**To be done:** Reproduce the records below, requests included, starting at the line containing "If you could pick out the wrinkled" and ending at the close of the records. Shift every coordinate in the answers by adding 104 to it.

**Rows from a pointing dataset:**
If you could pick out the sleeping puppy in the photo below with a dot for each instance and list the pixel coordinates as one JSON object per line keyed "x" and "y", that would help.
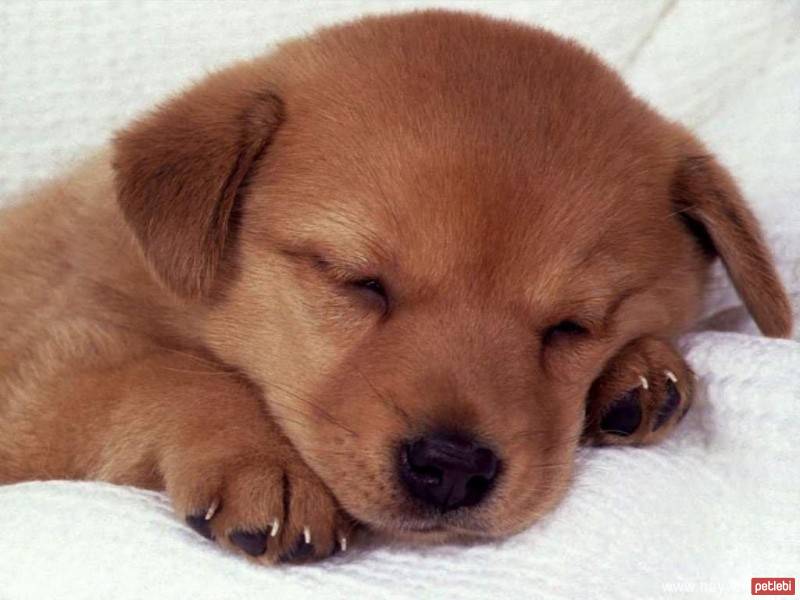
{"x": 392, "y": 274}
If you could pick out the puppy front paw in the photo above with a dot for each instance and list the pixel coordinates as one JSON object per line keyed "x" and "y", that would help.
{"x": 643, "y": 393}
{"x": 267, "y": 506}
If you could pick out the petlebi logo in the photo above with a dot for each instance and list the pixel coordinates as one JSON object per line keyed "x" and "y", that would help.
{"x": 772, "y": 586}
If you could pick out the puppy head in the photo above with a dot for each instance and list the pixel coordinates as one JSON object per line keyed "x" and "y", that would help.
{"x": 423, "y": 236}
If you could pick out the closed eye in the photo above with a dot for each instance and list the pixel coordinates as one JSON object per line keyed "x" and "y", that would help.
{"x": 563, "y": 331}
{"x": 374, "y": 290}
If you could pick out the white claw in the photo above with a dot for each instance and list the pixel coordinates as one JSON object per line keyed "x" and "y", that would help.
{"x": 212, "y": 510}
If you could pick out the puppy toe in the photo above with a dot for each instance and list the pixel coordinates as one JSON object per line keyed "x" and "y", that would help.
{"x": 200, "y": 524}
{"x": 672, "y": 401}
{"x": 624, "y": 416}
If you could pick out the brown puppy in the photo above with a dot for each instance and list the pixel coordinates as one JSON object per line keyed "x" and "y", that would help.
{"x": 396, "y": 271}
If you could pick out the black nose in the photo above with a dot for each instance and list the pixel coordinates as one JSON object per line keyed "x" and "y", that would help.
{"x": 447, "y": 471}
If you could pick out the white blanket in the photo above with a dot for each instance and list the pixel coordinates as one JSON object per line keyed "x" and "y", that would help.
{"x": 697, "y": 516}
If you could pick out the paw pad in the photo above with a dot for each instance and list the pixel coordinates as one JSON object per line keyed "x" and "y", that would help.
{"x": 670, "y": 404}
{"x": 253, "y": 543}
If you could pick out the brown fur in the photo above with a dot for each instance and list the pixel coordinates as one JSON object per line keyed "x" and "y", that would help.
{"x": 181, "y": 314}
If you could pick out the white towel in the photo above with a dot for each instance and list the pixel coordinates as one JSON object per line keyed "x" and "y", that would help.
{"x": 695, "y": 517}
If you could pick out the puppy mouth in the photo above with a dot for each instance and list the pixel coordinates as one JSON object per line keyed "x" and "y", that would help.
{"x": 436, "y": 527}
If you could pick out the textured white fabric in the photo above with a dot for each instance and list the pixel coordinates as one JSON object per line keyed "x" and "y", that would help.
{"x": 696, "y": 517}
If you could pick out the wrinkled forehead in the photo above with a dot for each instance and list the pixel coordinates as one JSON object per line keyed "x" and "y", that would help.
{"x": 458, "y": 191}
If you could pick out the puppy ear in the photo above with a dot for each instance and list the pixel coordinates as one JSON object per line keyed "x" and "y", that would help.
{"x": 180, "y": 170}
{"x": 713, "y": 209}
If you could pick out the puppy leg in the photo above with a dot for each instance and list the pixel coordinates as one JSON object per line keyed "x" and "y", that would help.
{"x": 229, "y": 470}
{"x": 643, "y": 393}
{"x": 181, "y": 423}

**Solution for this exercise:**
If you could pick out the wrinkled forehead in the photo above with a dot for each instance and list the pixel coordinates as one JSON object per line keyed "x" and "y", that would help.
{"x": 562, "y": 295}
If you could pick out the puppy ear in the photo above with a dot for each instance and list the pixel coordinates as one JSON object per line keyed "x" and "y", that would help.
{"x": 284, "y": 274}
{"x": 817, "y": 313}
If you could pick out the puppy leg in the photo above with a dot for each instance and list the pixel coordinates as one JSON object per line keyed "x" and "y", that would help.
{"x": 333, "y": 574}
{"x": 747, "y": 497}
{"x": 285, "y": 527}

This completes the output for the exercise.